• MATERIAL FOR THE TASK
[BEGIN]

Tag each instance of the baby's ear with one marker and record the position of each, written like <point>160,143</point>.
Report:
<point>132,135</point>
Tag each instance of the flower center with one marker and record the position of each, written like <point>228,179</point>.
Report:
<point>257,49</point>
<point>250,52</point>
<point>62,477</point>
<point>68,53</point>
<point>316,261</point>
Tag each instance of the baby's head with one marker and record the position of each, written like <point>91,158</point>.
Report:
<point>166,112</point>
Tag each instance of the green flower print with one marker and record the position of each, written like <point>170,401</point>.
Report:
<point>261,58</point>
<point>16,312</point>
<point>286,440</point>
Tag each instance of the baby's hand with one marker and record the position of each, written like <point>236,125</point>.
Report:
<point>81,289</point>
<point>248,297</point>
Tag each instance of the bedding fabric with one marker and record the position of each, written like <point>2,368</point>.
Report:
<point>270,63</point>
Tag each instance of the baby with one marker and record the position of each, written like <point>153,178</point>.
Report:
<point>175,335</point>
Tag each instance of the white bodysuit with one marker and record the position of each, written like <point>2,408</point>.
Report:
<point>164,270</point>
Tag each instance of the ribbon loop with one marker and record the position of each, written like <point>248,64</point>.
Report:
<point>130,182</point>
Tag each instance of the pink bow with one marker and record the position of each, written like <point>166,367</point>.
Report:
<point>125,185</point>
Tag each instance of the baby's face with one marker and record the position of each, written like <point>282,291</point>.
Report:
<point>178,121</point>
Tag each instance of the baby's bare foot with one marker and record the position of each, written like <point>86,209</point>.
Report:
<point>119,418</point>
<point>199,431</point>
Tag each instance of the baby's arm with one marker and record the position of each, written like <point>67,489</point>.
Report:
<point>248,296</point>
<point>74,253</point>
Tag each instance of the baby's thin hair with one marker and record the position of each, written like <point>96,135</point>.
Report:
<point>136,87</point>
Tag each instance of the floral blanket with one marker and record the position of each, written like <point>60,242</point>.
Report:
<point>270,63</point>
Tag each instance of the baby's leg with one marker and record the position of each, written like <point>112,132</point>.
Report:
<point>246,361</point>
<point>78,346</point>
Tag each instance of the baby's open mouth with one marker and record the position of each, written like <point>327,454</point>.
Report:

[END]

• WHAT YOU HAVE TO DO
Can you return every one of the items above verbatim, without changing a single character?

• EXERCISE SOLUTION
Tag each instance of the baby's ear with one marker and record the position of each, written like <point>160,143</point>.
Report:
<point>132,135</point>
Tag each instance of the flower center with one marker and record the position of each, written like <point>228,179</point>.
Report:
<point>257,49</point>
<point>250,52</point>
<point>62,477</point>
<point>68,53</point>
<point>316,261</point>
Tag each instance of the baby's head with one marker and record the position of each, written like <point>91,158</point>.
Report:
<point>166,112</point>
Tag each instance of the green flower print with one marker and record the position of each, written like <point>170,401</point>.
Report:
<point>261,58</point>
<point>16,312</point>
<point>286,440</point>
Tag each instance of the baby's hand with one marker and record the position of each, written like <point>236,125</point>.
Report:
<point>81,289</point>
<point>248,297</point>
Tag each instance of the bedding fabric with one marker and record the position of each, written like <point>2,368</point>.
Report:
<point>270,63</point>
Tag each instance of the baby with one marker and record the position of each, written like <point>153,178</point>.
Report:
<point>175,335</point>
Tag each instance of the white bodysuit with one marker and record the position of each, written like <point>2,408</point>.
Report:
<point>164,270</point>
Tag each instance of the ribbon loop with one marker and record the position of each, written like <point>248,64</point>.
Report:
<point>130,182</point>
Tag each instance of the pink bow with one marker and record the position of each, written like <point>166,367</point>.
Report:
<point>125,185</point>
Tag each instance of the baby's face with one marker and record the position of each, written like <point>282,291</point>.
Report:
<point>178,121</point>
Tag each instance of the baby's bare foot with one marker and record the position of each, written like <point>86,209</point>.
Report:
<point>119,418</point>
<point>199,431</point>
Tag each instance of the baby's arm with one marker and record the position of each, written like <point>67,489</point>.
Report:
<point>248,296</point>
<point>74,253</point>
Tag each instance of the baby's thin hair with one marker and record the position of each, written like <point>96,135</point>.
Report:
<point>136,87</point>
Tag each instance of the floral blanket with one marker and record the position of each, written like <point>60,242</point>.
Report:
<point>270,63</point>
Tag each instance of the baby's leg with one marker and record the position of each, written like <point>112,132</point>.
Report:
<point>246,361</point>
<point>78,346</point>
Tag each instance of the baby's open mouth with one marker and record the position of each, written like <point>327,454</point>.
Report:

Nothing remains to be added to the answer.